Stored data:

>> begin

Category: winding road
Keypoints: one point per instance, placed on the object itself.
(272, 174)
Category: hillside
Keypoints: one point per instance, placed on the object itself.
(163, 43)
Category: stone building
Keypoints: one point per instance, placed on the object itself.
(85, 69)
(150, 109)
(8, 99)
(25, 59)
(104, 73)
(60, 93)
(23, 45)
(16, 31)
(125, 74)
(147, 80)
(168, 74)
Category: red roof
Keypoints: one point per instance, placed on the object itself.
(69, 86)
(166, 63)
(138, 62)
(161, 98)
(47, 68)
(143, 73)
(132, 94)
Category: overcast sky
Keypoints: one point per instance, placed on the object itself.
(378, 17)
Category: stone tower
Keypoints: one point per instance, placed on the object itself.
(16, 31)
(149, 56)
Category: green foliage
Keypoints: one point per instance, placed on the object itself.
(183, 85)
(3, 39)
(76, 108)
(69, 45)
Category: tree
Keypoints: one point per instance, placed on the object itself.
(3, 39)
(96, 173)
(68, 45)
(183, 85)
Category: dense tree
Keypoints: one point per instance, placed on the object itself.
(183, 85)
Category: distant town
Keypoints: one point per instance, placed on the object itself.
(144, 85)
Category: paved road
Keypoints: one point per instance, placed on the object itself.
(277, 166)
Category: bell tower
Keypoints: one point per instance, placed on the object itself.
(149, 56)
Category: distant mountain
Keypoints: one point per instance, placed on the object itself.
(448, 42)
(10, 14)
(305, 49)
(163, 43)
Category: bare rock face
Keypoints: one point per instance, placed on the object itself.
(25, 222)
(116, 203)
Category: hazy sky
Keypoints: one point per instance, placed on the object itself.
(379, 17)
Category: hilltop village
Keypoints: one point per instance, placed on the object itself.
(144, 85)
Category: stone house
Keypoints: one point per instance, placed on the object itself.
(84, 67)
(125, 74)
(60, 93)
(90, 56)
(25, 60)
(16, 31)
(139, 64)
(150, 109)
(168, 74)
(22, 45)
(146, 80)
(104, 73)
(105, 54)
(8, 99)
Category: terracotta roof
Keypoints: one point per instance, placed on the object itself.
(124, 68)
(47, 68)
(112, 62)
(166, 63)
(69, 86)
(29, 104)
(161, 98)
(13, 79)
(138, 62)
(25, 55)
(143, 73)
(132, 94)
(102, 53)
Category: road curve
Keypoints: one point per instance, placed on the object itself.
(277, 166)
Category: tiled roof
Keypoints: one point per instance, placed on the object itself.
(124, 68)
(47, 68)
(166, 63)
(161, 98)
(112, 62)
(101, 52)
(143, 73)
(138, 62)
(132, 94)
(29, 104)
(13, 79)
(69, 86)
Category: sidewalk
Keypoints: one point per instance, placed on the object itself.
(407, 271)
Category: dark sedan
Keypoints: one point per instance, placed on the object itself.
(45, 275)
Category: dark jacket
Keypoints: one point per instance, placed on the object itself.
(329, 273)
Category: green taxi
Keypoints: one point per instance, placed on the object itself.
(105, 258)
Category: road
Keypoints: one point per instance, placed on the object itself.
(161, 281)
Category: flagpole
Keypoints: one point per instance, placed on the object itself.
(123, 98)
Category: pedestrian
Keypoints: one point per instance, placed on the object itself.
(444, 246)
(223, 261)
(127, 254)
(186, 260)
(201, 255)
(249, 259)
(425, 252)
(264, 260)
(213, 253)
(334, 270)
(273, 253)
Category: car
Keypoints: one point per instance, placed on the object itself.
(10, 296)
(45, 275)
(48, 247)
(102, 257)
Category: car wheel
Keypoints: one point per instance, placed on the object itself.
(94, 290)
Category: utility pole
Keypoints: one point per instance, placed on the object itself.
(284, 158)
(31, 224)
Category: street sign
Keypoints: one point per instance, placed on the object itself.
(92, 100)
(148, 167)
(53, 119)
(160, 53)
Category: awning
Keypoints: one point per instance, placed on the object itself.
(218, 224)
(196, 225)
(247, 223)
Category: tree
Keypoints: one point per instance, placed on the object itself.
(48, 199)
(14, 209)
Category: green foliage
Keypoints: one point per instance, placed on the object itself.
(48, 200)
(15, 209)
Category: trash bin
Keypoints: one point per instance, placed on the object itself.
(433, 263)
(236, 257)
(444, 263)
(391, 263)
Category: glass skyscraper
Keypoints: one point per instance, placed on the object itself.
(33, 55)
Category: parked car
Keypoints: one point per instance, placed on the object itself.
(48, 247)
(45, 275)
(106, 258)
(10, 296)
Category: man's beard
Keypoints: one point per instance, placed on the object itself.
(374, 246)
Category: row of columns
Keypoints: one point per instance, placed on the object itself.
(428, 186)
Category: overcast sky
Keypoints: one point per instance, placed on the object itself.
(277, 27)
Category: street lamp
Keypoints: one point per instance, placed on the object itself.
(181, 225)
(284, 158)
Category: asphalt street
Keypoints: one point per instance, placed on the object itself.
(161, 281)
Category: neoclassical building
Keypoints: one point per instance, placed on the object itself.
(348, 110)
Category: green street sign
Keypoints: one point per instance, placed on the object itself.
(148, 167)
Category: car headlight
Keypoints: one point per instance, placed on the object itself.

>> end

Written instruction: Reproduce, word for word, the data above from the line with "Category: neoclassical building" through the end of the data.

Completed exercise:
Category: neoclassical building
Keypoints: one point per instance, placed on the object itself.
(348, 110)
Category: green street sign
Keypoints: one point per instance, placed on the object itself.
(148, 167)
Category: car headlight
Keypoints: one point per instance, placed on the object itself.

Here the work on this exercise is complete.